On arriving at the theatre Oliver and I were given cushions of honour in the front row; it was impossible to decline them, yet I would have much preferred to sit among the body of the audience. Immediately behind us, sharing the shelter of what might be described as the proscenium of the covered stage, sat the Palace officials and a number of lamas; but everyone else was squatting cross-legged under the sky, quietly waiting for the curtain to rise. On our right, as we faced the stage, was a large mural illustrating with crude realism the various atrocities inflicted by the Chinese on the Tibetans, and on the left was the usual shrine consisting of a large photograph of the Dalai Lama – the frame draped in white scarves – with a row of little
butter-lamps
flickering on the shelf beneath it.

When the curtain rose we saw as backdrop a painting of the Potala, with many details characteristic of Tibetan daily life in the foreground. The picture was reminiscent of a European Primitive and showed none
of the delicate craftsmanship associated with Oriental pictorial art: but this is explained by the fact that in Tibet no tradition of painting could develop among the ordinary people, since all such art was religiously inspired and its practice regarded as an esoteric ritual.

As the curtain went up the electricity supply failed, but was rapidly restored, and then we heard the chanted invocation to Chenrezig – Lord of Boundless Love – which precedes every performance. Next three men, representing the chief Tibetan provinces, stood silently in the centre of the stage holding the national flag with its fabulously colourful and intricate design. The spiritual symbolism of this design is too involved for me to understand, much less explain, but it struck me as very appropriate that whereas most countries are satisfied with a pattern of geometrically arranged colours Tibet must have an exuberant wealth of pictorial emblems. As the flag was being presented we heard from behind the scenes that most moving air, ‘Katatampa’ – a very ancient tune adopted as the national anthem in the reign of the thirteenth Dalai Lama, when its patriotic words were composed. Then, after the standard-bearers had marched off, the play began.

I had been asked by SCI to report on this company’s possible appeal to Western audiences and I had no hesitation in encouraging them to take it abroad. The classical drama provides gay, vigorous, graceful dancing, interwoven with quiet scenes revealing the formal beauty of oriental etiquette, and its pleasing music is immediately intelligible to Westerners. The magnificent costumes alone are an aesthetic treat, with their striking originality of design and ornament and their boldly contrasting textures and colours.

**GIVEN PROBLEM**
Resume the account of the Tibetan theatre performance, picking up right after its final sentence.

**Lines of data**
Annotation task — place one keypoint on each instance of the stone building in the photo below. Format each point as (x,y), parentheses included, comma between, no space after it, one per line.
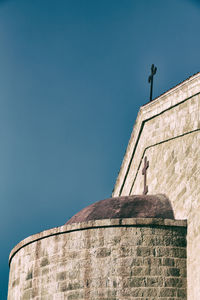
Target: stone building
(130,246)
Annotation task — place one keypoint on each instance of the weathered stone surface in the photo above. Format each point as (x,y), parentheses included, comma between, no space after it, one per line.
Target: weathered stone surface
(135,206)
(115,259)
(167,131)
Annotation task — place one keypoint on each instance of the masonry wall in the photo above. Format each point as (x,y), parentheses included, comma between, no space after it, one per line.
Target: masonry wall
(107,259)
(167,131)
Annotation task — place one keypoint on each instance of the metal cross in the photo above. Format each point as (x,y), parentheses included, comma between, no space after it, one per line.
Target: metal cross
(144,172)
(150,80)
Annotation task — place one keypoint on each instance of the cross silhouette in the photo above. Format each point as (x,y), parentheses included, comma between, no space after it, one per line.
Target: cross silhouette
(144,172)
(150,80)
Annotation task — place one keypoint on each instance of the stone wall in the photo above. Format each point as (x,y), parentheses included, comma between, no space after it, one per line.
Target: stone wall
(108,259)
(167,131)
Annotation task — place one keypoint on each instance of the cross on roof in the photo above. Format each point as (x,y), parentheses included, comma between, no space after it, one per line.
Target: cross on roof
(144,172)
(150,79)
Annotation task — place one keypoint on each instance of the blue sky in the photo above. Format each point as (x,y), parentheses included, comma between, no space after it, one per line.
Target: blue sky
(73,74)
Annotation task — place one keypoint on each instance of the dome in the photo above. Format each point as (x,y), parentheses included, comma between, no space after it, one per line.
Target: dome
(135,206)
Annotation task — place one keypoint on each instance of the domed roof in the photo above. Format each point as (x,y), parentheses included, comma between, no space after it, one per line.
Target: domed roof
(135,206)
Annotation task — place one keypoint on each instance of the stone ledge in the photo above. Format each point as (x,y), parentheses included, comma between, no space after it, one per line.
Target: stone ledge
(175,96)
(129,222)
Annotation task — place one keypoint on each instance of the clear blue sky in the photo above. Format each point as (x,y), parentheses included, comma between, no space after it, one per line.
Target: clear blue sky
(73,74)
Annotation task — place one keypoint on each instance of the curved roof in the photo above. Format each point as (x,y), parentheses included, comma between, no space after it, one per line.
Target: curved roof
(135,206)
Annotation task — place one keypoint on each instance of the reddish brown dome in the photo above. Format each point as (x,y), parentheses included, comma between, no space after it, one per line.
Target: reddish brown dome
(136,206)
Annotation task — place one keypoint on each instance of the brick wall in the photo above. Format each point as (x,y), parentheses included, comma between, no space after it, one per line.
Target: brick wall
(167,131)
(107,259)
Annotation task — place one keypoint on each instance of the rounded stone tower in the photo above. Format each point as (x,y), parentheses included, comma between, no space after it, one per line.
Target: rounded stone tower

**THE REPLY**
We soon realised that we were seeing folk-art of a quality now extinct in Europe. This dancing was not something rescued out of the wreckage of individual national cultures and artificially preserved but was an
artform
still fulfilling its original purpose – to give expression to the creativity of unlettered peasants, while instructing a new generation in the history and legends of their race. These performances are a palpable extension of the spiritual and emotional life of the audience and they provide the Westerner with an entirely novel experience. Inevitably such an experience could not be fully shared by members of an all-Western
audience, but careful handling of the players throughout the tour should ensure that the essential vitality survives.

The production is not amateurish in the sense of a rural dramatic society playing Goldsmith, yet by our standards it is perceptibly rough around the edges; a Western group with half the talent could give a more technically polished performance. However, attempts to achieve a greater degree of smoothness would destroy that disarming
unselfconsciousness
which is one of the main attractions of the performance. The players are obviously unaware of being ‘specialists’, in a category apart from the audience, and the feeling is of a big party at which a few of the guests have suddenly decided to ‘do something’ to divert their fellows. This was delightfully illustrated when King Tht-Srong-Detsen, during a scene in which he was preoccupied by profound philosophical considerations, casually wiped his nose on the gorgeously embroidered sleeve of his robe. One knows that this is exactly what the original King Tht-Srong-Detsen would have done if the need arose.

I’m less confident about the second drama’s popularity abroad. Personally I enjoyed it as much as the first production, but it is difficult to be objective when one has seen it while sitting among people to whom it is the re-enactment of a personal tragedy. It could be regarded as propaganda, if judged exclusively on the political level. Yet seen immediately after the drama on the coming of Buddhism to Tibet it seemed to me that here we were merely witnessing folk-art in the making. One feels that if both these productions are taken abroad the performances should be given on the same evening with only a short interval, so that their basic affinity could be appreciated. Optimists can then reflect that if by some happy chance Tibetan culture is preserved this drama will be part of it three hundred years hence. And pessimists can sadly savour it as the worthy culmination of a great artistic tradition, doomed by the events it depicts.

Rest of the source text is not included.